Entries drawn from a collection
[BEGIN]

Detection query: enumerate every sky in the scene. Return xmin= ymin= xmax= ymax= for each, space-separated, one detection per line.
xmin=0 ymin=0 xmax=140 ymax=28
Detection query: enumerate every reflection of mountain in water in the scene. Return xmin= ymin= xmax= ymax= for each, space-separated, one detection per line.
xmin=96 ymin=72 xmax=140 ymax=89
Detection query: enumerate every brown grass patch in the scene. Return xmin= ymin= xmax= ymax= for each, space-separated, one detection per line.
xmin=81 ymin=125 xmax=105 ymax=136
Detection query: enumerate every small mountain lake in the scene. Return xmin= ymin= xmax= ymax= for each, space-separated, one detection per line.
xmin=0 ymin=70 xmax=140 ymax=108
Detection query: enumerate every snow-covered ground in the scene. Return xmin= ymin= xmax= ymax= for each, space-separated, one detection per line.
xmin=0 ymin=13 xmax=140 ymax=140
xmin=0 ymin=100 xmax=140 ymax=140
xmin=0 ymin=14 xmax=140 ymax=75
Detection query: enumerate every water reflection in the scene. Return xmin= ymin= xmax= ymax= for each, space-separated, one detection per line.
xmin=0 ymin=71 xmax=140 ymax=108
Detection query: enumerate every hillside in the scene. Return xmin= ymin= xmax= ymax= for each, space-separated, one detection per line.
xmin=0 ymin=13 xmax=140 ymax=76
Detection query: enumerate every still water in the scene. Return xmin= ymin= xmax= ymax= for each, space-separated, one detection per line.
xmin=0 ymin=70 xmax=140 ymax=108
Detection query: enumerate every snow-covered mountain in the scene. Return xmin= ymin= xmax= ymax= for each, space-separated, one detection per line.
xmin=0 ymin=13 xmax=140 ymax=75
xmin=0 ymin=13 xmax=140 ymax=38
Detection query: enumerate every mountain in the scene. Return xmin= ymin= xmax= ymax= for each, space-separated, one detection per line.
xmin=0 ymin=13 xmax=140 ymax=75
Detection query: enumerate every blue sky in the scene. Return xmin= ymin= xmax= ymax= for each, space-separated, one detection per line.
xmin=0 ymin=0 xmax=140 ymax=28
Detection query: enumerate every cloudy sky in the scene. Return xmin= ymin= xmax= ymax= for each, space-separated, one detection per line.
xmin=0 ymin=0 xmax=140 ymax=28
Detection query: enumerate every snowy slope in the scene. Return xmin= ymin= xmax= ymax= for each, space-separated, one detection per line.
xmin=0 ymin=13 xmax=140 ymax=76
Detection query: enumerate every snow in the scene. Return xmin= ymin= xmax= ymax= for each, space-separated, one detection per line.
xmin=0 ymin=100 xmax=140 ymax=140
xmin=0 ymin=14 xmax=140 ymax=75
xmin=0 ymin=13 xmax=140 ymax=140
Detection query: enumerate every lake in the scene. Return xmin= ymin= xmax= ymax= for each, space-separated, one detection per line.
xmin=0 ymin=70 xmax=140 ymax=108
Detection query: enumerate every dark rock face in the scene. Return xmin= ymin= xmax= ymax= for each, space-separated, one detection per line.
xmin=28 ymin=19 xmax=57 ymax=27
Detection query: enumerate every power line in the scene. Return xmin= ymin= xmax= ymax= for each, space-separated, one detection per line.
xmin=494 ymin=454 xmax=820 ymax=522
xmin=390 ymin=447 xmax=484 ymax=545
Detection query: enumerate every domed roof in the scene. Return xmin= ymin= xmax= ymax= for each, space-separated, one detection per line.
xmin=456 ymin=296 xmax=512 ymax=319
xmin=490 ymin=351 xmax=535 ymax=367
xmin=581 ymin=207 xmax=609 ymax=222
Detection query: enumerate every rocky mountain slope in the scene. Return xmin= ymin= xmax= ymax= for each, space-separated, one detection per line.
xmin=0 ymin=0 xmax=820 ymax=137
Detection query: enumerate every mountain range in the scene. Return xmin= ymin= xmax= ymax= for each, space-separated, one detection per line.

[END]

**What you will do**
Filter the rows above, keeping each line that contains the string "slope". Copy those lines unchanged.

**Written response**
Detection query: enumerate every snowy slope in the scene. Return xmin= ymin= xmax= ymax= for each, space-separated, one detection per line.
Detection query: enumerate every rocky mountain slope in the scene. Return xmin= ymin= xmax= ymax= for each, space-separated, one detection per line.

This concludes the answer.